* **Compito scritto**: Quali nomi di luoghi geografici compaiono nel testo sull'artivismo? Elencali tutti.

* **Testo di partenza**:
Una cartografia / Artivismo: arte & politica
Tre altalene rosa infilate tra le sbarre della palizzata metallica che costituisce il muro tra il Texas e il Messico, coi bambini che, da una parte e dall'altra, vanno su e giù per venti minuti nel luglio 2019.
Un archivio che raccoglie le “impronte acustiche” dei primordi dell'evoluzione, cioè i suoni delle grandi foreste primarie, i luoghi ecologicamente più ricchi, incontaminati e minacciati del mondo.
Un gabinetto a secco, fatto con materiali di recupero, che usa acqua piovana, raccoglie i rifiuti e li trasforma in concime, ideata per essere costruita dagli abitanti di un'enorme baraccopoli di Caracas del tutto priva di servizi e fognature.
Un attacco hacker al sito del Whitney Museum che, per qualche minuto ogni giorno, annerisce lo sfondo e sostituisce le immagini delle opere con assi di legno, per protesta contro le violenze razziali.
Un centro temporaneo di socializzazione nel Bronx, fatto con piattaforme rudimentali, camminamenti e baracche di legno piene di citazioni (in inglese) di Gramsci.
Una nave della finanza francese acquistata e dipinta da un famoso street artist, che viene impiegata per operazioni di soccorso nel Mediterraneo.
Un quadrato inciso nel porfido di una piazza; accanto, una scritta in inglese: “Il Quadrato (square in inglese significa sia quadrato che piazza) è un santuario di fiducia e di amore. Entro i suoi confini tutti abbiamo gli stessi diritti e doveri”.

* **Insieme dei record**:

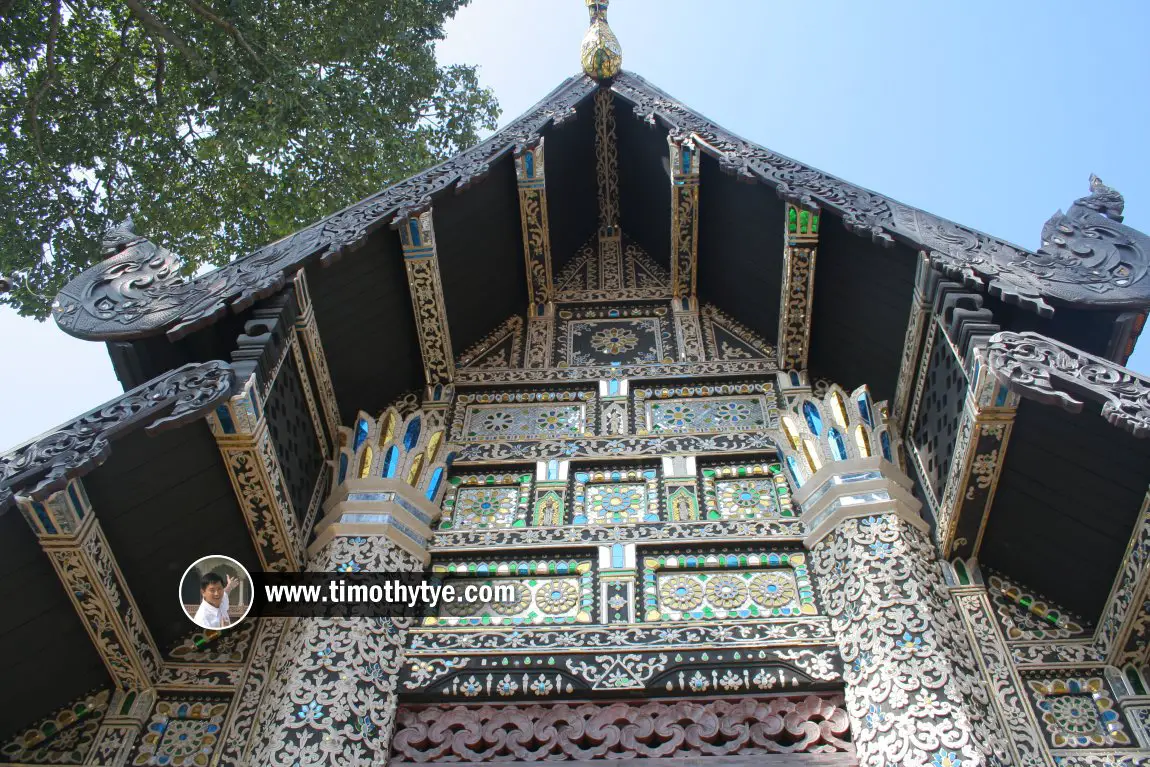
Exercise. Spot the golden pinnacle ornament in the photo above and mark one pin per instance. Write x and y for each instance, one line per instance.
(600, 53)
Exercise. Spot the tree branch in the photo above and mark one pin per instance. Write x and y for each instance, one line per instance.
(33, 112)
(160, 64)
(230, 29)
(153, 25)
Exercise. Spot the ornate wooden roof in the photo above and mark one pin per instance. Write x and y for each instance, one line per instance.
(1088, 259)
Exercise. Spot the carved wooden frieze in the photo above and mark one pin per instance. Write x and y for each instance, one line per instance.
(1052, 373)
(621, 730)
(1088, 257)
(139, 290)
(45, 466)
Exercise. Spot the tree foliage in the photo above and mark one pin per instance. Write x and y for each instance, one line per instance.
(217, 124)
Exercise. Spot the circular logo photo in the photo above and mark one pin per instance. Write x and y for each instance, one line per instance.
(215, 592)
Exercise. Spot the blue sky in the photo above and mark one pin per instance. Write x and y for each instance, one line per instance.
(993, 114)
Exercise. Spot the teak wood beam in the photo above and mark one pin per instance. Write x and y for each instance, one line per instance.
(422, 261)
(530, 174)
(797, 296)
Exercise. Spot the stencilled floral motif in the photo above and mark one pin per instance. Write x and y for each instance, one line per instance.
(358, 700)
(904, 649)
(634, 340)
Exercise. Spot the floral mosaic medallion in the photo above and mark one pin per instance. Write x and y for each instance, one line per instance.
(182, 734)
(1079, 713)
(485, 507)
(541, 593)
(615, 503)
(727, 587)
(614, 342)
(754, 491)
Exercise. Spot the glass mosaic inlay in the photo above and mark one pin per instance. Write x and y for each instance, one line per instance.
(705, 414)
(534, 421)
(681, 588)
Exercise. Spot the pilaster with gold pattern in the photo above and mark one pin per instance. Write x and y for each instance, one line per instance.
(684, 214)
(530, 174)
(983, 435)
(606, 155)
(70, 535)
(240, 429)
(418, 237)
(799, 251)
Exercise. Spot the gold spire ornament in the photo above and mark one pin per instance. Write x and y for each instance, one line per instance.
(600, 54)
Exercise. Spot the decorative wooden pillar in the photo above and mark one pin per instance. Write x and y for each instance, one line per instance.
(418, 237)
(914, 693)
(332, 697)
(684, 214)
(240, 429)
(926, 281)
(688, 329)
(980, 451)
(530, 173)
(799, 251)
(309, 335)
(606, 154)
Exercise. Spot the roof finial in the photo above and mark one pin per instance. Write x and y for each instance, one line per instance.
(602, 55)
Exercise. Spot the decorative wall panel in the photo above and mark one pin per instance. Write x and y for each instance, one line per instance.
(746, 492)
(615, 497)
(523, 415)
(705, 408)
(182, 733)
(487, 501)
(726, 585)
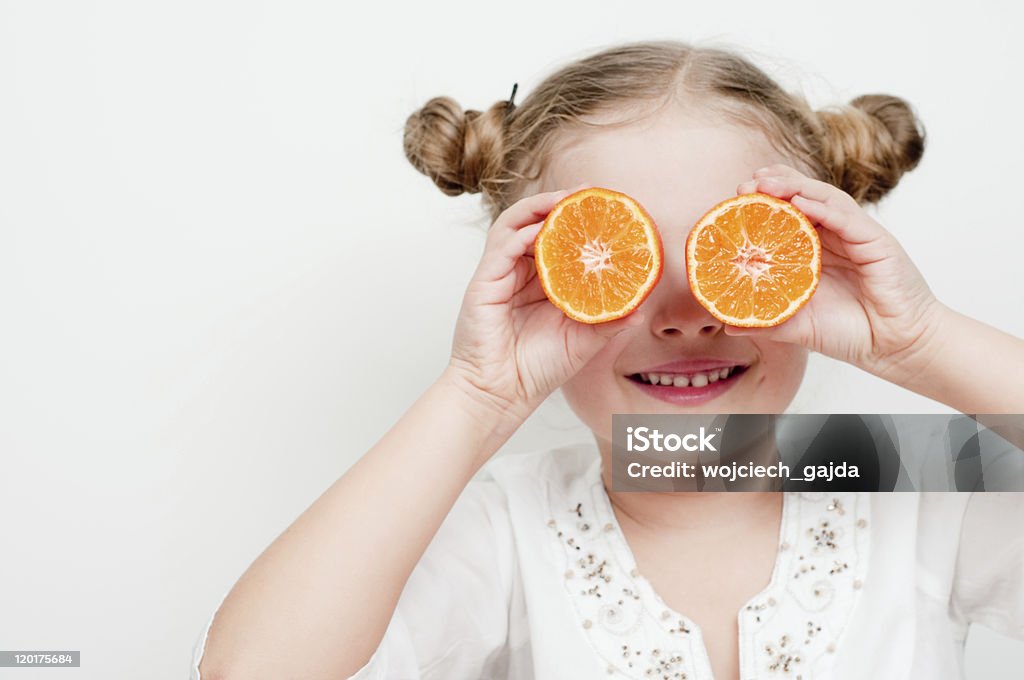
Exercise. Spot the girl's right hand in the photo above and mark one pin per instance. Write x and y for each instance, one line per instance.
(512, 347)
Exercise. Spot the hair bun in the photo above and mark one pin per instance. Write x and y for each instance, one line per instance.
(459, 151)
(868, 144)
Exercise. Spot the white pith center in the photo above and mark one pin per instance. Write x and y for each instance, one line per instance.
(595, 256)
(753, 260)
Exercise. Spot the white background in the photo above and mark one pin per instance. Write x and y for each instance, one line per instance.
(221, 282)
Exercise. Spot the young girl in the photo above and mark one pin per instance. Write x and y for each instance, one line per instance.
(413, 565)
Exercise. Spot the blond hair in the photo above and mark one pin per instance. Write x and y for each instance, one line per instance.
(862, 147)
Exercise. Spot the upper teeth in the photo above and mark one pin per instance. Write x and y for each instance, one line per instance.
(691, 379)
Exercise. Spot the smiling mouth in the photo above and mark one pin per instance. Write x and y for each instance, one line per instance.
(695, 379)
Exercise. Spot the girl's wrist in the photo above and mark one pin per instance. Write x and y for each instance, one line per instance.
(911, 366)
(495, 420)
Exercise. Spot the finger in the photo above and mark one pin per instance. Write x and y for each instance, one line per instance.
(853, 225)
(822, 204)
(785, 186)
(502, 252)
(529, 209)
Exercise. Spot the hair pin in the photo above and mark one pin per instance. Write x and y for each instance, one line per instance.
(511, 103)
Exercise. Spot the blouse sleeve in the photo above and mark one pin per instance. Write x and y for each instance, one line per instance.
(452, 619)
(988, 584)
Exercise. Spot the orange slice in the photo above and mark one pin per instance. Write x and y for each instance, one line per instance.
(754, 260)
(598, 255)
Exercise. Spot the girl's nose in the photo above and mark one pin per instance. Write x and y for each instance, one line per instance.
(674, 312)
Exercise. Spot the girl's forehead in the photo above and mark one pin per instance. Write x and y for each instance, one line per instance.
(676, 168)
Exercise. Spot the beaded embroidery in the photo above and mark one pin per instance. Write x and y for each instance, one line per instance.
(790, 630)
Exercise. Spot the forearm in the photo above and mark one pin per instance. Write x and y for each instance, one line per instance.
(966, 365)
(316, 602)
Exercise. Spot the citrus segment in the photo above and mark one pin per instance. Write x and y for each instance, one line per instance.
(598, 255)
(753, 260)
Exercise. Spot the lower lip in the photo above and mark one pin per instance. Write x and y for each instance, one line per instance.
(689, 395)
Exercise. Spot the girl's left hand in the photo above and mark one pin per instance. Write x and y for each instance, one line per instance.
(872, 307)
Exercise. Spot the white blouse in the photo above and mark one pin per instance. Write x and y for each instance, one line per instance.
(529, 577)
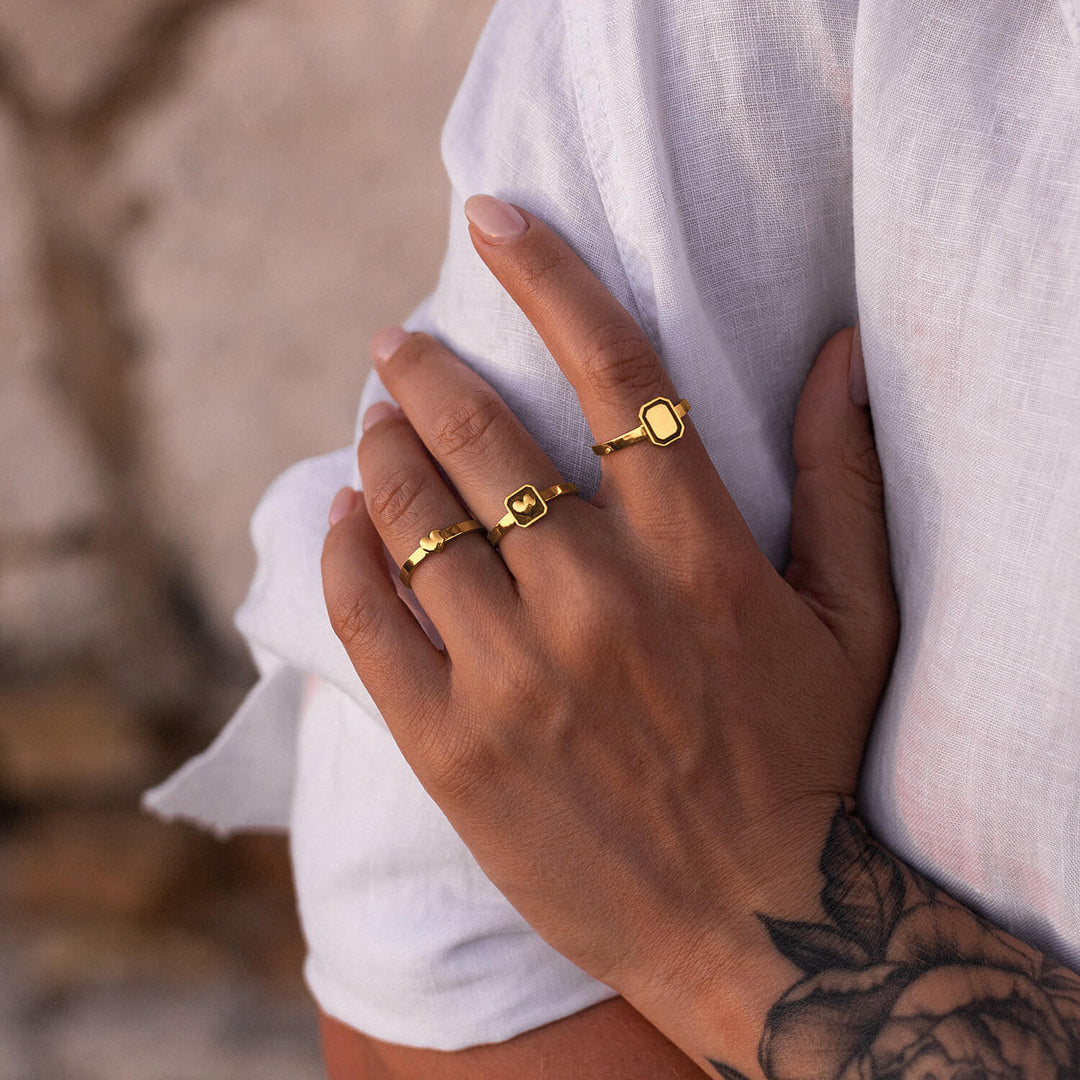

* **La soluzione**: Texas, Messico, Caracas, Bronx, Mediterraneo